[A block of data]

================================

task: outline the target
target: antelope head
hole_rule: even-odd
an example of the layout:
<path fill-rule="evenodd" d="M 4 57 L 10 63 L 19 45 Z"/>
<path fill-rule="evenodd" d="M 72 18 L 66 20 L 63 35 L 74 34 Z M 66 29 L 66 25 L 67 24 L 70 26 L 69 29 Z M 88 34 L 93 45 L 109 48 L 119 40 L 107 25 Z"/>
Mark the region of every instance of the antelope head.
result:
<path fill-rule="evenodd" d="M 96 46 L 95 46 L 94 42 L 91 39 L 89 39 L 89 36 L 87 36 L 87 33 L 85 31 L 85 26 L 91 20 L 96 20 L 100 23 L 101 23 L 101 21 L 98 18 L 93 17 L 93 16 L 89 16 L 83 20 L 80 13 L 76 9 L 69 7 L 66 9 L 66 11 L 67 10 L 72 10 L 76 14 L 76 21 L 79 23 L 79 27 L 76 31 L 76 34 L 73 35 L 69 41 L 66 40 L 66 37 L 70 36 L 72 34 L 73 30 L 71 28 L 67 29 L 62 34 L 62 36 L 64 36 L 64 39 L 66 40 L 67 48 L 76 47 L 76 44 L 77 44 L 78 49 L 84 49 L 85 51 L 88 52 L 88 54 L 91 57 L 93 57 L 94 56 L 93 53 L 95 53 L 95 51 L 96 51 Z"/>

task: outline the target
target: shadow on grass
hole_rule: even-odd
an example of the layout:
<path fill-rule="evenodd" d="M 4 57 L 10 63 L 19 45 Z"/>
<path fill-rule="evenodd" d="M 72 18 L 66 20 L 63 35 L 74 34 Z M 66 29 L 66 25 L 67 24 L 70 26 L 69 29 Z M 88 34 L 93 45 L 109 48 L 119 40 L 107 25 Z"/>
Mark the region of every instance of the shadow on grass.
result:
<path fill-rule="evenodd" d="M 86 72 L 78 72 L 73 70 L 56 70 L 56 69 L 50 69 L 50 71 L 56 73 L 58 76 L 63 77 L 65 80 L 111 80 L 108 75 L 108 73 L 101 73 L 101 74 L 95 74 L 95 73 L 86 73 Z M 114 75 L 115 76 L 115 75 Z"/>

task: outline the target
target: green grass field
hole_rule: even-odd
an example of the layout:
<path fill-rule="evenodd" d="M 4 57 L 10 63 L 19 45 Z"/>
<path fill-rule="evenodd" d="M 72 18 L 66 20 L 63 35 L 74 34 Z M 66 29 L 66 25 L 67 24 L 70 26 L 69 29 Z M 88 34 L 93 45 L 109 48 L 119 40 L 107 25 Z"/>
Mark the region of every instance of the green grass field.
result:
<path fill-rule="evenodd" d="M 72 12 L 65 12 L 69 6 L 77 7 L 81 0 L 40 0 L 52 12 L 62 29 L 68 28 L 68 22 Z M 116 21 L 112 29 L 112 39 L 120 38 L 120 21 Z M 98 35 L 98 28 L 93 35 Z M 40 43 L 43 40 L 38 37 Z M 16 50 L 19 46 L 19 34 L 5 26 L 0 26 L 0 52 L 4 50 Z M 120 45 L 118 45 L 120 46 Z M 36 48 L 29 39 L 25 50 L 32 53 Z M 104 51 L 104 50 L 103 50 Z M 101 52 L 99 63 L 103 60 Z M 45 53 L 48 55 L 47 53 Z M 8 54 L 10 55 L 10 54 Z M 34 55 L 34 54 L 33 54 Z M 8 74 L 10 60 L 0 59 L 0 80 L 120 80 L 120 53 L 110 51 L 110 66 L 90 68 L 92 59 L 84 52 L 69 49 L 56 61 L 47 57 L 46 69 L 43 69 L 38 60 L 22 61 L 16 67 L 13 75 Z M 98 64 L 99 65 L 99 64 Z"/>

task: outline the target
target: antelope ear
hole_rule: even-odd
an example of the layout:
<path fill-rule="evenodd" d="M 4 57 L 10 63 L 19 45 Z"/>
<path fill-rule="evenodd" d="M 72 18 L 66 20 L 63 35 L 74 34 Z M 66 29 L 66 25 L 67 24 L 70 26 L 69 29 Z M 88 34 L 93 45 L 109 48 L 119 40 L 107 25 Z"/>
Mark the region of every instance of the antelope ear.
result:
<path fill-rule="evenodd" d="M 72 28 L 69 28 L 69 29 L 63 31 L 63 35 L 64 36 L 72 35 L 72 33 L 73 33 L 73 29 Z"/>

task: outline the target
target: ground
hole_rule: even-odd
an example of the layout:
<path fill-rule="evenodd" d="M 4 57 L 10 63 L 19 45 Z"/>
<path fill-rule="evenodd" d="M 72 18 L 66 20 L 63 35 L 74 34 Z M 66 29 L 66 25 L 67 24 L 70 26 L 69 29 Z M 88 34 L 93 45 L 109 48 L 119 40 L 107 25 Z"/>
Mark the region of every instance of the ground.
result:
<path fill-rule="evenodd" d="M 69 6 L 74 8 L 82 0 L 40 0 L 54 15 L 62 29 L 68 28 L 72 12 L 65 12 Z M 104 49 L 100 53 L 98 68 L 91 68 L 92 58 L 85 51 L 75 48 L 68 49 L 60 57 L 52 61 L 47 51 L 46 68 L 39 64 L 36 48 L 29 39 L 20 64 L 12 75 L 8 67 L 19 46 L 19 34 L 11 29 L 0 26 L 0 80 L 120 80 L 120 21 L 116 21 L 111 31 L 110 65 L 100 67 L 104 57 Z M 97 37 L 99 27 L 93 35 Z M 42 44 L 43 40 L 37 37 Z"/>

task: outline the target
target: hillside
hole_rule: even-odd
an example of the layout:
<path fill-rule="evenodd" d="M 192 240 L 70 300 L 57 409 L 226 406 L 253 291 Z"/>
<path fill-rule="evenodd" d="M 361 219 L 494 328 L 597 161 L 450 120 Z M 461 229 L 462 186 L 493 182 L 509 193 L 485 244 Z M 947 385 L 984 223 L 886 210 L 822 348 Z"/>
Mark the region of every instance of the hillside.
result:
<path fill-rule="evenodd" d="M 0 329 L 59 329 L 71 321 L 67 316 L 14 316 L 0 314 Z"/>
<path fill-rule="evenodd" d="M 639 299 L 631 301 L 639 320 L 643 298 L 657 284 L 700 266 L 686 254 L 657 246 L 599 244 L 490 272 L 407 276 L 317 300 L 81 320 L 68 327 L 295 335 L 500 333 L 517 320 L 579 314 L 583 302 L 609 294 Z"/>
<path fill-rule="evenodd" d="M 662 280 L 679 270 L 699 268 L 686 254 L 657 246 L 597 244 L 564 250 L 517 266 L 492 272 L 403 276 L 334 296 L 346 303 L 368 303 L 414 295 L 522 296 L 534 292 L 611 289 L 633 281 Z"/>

================================

» Goal:
Write out the full listing exactly as given.

» Answer for the task:
task: outline the target
target: antelope head
hole_rule: even-odd
an example of the layout:
<path fill-rule="evenodd" d="M 4 57 L 10 63 L 19 45 Z"/>
<path fill-rule="evenodd" d="M 72 18 L 66 20 L 63 35 L 74 34 Z M 66 29 L 66 25 L 67 24 L 70 26 L 69 29 Z M 88 34 L 93 45 L 109 48 L 119 40 L 107 25 Z"/>
Mark the region of every instance of the antelope head.
result:
<path fill-rule="evenodd" d="M 96 46 L 95 46 L 94 42 L 91 39 L 89 39 L 89 36 L 87 36 L 87 33 L 85 31 L 85 26 L 91 20 L 96 20 L 100 23 L 101 23 L 101 21 L 98 18 L 93 17 L 93 16 L 89 16 L 83 20 L 80 13 L 76 9 L 69 7 L 66 9 L 66 11 L 67 10 L 72 10 L 76 14 L 76 21 L 79 23 L 79 27 L 76 31 L 76 34 L 73 35 L 69 41 L 66 40 L 66 37 L 70 36 L 72 34 L 73 30 L 71 28 L 67 29 L 62 34 L 62 36 L 64 36 L 64 39 L 66 40 L 67 48 L 76 47 L 76 44 L 77 44 L 78 49 L 84 49 L 85 51 L 88 52 L 88 54 L 91 57 L 93 57 L 94 56 L 93 53 L 95 53 L 95 51 L 96 51 Z"/>

task: outline the target
target: shadow on grass
hole_rule: even-odd
an example of the layout:
<path fill-rule="evenodd" d="M 4 57 L 10 63 L 19 45 Z"/>
<path fill-rule="evenodd" d="M 72 18 L 66 20 L 63 35 L 74 34 Z M 66 29 L 66 25 L 67 24 L 70 26 L 69 29 Z M 88 34 L 93 45 L 109 48 L 119 40 L 107 25 Z"/>
Mark the region of every instance of the shadow on grass.
result:
<path fill-rule="evenodd" d="M 86 72 L 78 72 L 73 70 L 56 70 L 56 69 L 50 69 L 50 71 L 56 73 L 58 76 L 63 77 L 65 80 L 111 80 L 108 75 L 108 73 L 101 73 L 101 74 L 95 74 L 95 73 L 86 73 Z M 114 75 L 115 76 L 115 75 Z"/>

task: outline the target
target: green grass field
hole_rule: even-odd
an example of the layout:
<path fill-rule="evenodd" d="M 4 57 L 10 63 L 19 45 Z"/>
<path fill-rule="evenodd" d="M 72 18 L 66 20 L 63 35 L 74 34 Z M 66 29 L 66 25 L 67 24 L 70 26 L 69 29 Z M 88 34 L 93 45 L 109 48 L 119 40 L 107 25 Z"/>
Mark the region of every instance of the green grass field.
result:
<path fill-rule="evenodd" d="M 72 12 L 65 12 L 69 6 L 77 7 L 81 0 L 40 0 L 52 12 L 62 29 L 68 28 L 68 22 Z M 116 21 L 112 29 L 112 39 L 120 38 L 120 21 Z M 98 35 L 98 28 L 93 35 Z M 40 43 L 43 40 L 38 37 Z M 16 50 L 19 46 L 19 34 L 5 26 L 0 26 L 0 52 L 4 50 Z M 120 45 L 118 45 L 120 46 Z M 36 48 L 29 39 L 25 50 L 32 53 Z M 104 51 L 104 50 L 103 50 Z M 101 52 L 99 63 L 103 60 Z M 45 53 L 48 55 L 47 53 Z M 8 54 L 10 55 L 10 54 Z M 34 55 L 34 54 L 33 54 Z M 8 74 L 10 60 L 0 59 L 0 80 L 120 80 L 120 53 L 110 51 L 110 66 L 90 68 L 92 59 L 84 52 L 69 49 L 56 61 L 47 57 L 46 69 L 43 69 L 38 60 L 22 61 L 16 67 L 13 75 Z M 98 64 L 99 65 L 99 64 Z"/>

task: outline the target
target: antelope ear
hole_rule: even-odd
an example of the layout:
<path fill-rule="evenodd" d="M 4 57 L 10 63 L 19 45 Z"/>
<path fill-rule="evenodd" d="M 72 18 L 66 20 L 63 35 L 74 34 Z M 66 29 L 66 25 L 67 24 L 70 26 L 69 29 Z M 88 34 L 93 45 L 109 48 L 119 40 L 107 25 Z"/>
Mark the region of every instance of the antelope ear.
result:
<path fill-rule="evenodd" d="M 72 28 L 69 28 L 69 29 L 63 31 L 63 35 L 64 36 L 72 35 L 72 33 L 73 33 L 73 29 Z"/>

task: outline the target
target: ground
hole_rule: even-odd
an example of the layout:
<path fill-rule="evenodd" d="M 4 57 L 10 63 L 19 45 Z"/>
<path fill-rule="evenodd" d="M 72 18 L 66 20 L 63 35 L 74 34 Z M 66 29 L 66 25 L 67 24 L 70 26 L 69 29 Z M 88 34 L 93 45 L 109 48 L 119 40 L 107 25 Z"/>
Mark the region of every instance of the ground.
result:
<path fill-rule="evenodd" d="M 69 6 L 74 8 L 82 0 L 40 0 L 54 15 L 62 29 L 68 28 L 72 12 L 65 12 Z M 104 49 L 100 53 L 98 68 L 91 68 L 92 58 L 85 51 L 75 48 L 68 49 L 60 57 L 52 61 L 47 51 L 46 68 L 39 64 L 36 48 L 29 39 L 20 64 L 12 75 L 8 67 L 19 46 L 19 34 L 11 29 L 0 26 L 0 80 L 120 80 L 120 21 L 116 21 L 111 31 L 110 65 L 100 67 L 104 57 Z M 97 37 L 99 27 L 93 35 Z M 42 44 L 43 40 L 37 37 Z"/>

task: outline the target
target: hillside
hole_rule: even-odd
an example of the layout:
<path fill-rule="evenodd" d="M 192 240 L 70 300 L 57 409 L 226 406 L 253 291 Z"/>
<path fill-rule="evenodd" d="M 361 219 L 494 328 L 597 161 L 450 120 Z M 461 229 L 462 186 L 493 182 L 509 193 L 485 244 Z M 947 385 L 984 223 L 886 210 L 822 348 Z"/>
Mark the region of every instance of the hillside.
result:
<path fill-rule="evenodd" d="M 0 329 L 59 329 L 71 321 L 67 316 L 14 316 L 0 314 Z"/>
<path fill-rule="evenodd" d="M 639 299 L 631 301 L 639 320 L 643 298 L 657 284 L 700 266 L 686 254 L 657 246 L 599 244 L 490 272 L 407 276 L 317 300 L 81 320 L 68 327 L 295 335 L 500 333 L 517 320 L 579 314 L 583 302 L 609 294 Z"/>
<path fill-rule="evenodd" d="M 662 280 L 679 270 L 699 268 L 686 254 L 657 246 L 597 244 L 564 250 L 517 266 L 492 272 L 403 276 L 334 296 L 346 303 L 368 303 L 414 295 L 522 296 L 534 292 L 611 289 L 633 281 Z"/>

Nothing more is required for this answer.